• Exercise task: Please convert the entire listing below into a numbered list, omitting any blank lines.
※ ※ ※
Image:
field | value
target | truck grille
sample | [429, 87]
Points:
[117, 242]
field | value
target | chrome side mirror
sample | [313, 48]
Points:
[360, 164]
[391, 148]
※ ※ ※
• Result for this exercise:
1. Image:
2. field | value
3. target | truck grille
4. sample | [429, 87]
5. Points:
6. [117, 242]
7. field | value
8. target | chrome side mirror
9. sample | [313, 48]
10. Points:
11. [360, 164]
12. [391, 148]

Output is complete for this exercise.